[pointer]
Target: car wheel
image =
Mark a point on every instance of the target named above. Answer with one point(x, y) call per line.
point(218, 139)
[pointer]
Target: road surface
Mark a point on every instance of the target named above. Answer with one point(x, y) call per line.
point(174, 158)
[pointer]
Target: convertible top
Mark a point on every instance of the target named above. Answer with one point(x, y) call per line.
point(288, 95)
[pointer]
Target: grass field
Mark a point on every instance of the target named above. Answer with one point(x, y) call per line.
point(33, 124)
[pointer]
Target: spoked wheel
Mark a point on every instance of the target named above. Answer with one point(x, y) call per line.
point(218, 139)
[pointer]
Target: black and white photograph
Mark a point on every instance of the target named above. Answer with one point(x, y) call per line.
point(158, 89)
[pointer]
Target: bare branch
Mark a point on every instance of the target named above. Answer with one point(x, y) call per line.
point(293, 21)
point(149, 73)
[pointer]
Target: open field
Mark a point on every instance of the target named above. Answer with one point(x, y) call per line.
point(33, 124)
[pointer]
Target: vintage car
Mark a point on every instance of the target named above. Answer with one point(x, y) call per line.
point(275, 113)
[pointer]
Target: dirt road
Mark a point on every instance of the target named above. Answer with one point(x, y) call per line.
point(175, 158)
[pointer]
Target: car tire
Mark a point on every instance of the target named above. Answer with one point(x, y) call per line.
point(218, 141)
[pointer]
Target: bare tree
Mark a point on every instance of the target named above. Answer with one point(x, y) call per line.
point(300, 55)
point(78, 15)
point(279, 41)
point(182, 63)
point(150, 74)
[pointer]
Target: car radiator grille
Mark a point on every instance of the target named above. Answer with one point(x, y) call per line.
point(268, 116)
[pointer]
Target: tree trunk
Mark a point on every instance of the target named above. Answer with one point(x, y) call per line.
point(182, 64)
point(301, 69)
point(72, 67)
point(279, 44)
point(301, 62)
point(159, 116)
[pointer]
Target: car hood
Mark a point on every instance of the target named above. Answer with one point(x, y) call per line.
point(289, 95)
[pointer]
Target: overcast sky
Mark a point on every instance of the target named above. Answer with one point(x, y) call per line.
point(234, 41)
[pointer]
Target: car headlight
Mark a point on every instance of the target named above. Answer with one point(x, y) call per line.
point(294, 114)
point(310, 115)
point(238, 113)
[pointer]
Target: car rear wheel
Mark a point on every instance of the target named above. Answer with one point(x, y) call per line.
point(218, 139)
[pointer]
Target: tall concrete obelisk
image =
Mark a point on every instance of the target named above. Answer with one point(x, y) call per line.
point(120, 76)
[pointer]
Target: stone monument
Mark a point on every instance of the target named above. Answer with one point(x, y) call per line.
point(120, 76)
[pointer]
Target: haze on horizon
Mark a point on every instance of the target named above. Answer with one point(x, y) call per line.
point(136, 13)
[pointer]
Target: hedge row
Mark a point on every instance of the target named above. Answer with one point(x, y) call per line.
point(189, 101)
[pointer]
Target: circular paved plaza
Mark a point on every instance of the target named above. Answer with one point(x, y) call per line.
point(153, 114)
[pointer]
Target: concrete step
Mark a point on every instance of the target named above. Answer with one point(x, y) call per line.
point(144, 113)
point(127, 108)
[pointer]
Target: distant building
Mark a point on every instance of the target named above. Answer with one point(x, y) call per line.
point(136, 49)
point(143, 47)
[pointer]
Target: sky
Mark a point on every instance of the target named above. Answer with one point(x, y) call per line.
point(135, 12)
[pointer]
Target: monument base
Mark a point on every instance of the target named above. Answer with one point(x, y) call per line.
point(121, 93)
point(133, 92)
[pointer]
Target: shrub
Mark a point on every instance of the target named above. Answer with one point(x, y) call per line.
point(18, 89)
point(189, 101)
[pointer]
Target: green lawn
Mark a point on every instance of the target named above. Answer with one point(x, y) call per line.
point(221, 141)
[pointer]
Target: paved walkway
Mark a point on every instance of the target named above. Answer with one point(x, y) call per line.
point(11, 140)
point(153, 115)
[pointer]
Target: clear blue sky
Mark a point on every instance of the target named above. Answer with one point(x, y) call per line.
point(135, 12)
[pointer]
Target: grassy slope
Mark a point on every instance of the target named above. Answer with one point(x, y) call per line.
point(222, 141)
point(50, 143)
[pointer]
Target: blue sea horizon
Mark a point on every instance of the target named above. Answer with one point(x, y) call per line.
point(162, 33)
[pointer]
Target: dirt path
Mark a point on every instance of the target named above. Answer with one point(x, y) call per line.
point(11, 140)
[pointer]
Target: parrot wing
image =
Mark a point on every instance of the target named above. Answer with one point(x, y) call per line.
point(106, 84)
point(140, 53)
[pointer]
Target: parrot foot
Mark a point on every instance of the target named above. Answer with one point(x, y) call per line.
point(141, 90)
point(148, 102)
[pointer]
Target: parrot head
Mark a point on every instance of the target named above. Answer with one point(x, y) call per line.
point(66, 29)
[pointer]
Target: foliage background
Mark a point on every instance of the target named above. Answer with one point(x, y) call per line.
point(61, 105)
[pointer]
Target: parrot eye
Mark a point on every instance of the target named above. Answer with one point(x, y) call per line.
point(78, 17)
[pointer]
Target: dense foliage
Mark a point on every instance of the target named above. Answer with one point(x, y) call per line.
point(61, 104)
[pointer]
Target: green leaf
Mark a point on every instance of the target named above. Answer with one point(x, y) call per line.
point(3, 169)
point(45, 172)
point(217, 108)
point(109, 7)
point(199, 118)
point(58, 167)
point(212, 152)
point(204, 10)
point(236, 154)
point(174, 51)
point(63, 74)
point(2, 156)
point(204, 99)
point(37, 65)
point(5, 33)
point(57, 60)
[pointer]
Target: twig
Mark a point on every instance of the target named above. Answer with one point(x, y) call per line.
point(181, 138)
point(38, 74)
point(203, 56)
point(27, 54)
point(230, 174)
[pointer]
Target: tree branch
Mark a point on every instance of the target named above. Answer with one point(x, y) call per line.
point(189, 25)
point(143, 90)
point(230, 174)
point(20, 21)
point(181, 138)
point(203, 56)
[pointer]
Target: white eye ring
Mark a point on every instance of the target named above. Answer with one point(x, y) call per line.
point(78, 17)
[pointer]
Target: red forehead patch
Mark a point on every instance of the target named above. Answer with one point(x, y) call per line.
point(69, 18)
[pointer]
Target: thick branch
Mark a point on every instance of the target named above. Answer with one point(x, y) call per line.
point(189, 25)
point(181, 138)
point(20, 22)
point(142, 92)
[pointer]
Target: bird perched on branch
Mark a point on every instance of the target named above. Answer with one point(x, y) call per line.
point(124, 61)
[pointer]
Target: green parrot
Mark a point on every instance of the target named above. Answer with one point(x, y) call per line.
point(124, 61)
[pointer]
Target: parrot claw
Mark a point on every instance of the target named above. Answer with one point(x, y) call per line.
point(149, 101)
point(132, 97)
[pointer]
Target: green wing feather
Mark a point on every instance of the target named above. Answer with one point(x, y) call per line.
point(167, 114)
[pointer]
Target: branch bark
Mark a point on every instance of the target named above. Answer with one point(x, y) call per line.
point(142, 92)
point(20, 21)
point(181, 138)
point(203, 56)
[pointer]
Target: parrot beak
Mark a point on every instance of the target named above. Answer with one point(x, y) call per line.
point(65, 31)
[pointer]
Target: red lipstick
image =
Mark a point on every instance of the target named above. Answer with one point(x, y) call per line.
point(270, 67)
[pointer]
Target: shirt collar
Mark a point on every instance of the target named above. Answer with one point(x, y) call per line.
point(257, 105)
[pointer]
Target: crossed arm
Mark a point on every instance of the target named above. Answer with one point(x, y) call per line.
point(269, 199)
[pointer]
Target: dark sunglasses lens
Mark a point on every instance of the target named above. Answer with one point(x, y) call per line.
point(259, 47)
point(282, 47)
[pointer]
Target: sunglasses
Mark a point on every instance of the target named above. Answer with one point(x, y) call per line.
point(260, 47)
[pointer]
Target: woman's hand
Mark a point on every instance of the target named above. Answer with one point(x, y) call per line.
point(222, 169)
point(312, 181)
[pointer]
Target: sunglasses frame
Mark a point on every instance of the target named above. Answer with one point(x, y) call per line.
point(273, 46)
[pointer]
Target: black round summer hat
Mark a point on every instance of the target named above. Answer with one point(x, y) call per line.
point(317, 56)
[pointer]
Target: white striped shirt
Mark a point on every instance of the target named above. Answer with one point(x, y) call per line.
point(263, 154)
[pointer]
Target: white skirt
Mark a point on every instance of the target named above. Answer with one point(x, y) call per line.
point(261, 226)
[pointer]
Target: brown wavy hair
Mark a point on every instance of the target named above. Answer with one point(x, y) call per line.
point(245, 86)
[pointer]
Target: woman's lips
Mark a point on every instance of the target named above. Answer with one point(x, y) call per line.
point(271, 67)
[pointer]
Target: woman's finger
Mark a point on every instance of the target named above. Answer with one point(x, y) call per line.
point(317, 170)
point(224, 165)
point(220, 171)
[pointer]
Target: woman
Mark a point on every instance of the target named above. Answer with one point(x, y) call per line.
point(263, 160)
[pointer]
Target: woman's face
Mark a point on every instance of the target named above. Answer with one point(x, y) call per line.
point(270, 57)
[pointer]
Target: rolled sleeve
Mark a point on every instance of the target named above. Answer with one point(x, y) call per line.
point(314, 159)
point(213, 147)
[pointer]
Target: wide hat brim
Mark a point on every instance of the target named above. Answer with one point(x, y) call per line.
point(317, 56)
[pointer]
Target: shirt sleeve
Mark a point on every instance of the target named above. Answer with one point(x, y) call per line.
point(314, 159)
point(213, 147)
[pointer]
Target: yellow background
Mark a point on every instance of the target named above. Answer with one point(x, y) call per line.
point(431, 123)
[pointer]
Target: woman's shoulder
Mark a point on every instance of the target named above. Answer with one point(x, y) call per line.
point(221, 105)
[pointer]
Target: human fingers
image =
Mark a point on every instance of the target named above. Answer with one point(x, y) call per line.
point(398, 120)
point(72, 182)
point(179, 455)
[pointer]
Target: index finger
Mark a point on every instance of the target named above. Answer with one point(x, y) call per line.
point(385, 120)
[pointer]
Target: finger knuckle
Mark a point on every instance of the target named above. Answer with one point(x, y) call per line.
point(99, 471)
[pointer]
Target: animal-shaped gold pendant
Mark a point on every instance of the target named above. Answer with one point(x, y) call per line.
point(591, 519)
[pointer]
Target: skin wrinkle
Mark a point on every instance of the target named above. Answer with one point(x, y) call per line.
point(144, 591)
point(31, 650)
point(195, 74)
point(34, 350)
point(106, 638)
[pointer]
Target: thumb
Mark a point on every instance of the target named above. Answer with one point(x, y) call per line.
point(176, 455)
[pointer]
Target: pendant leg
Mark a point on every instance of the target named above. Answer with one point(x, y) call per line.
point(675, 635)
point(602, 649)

-------

__Exercise details__: Scan the listing above for the word "paved" and copy every line that holds it.

__Output for this exercise__:
Target: circular paved plaza
Target: paved walkway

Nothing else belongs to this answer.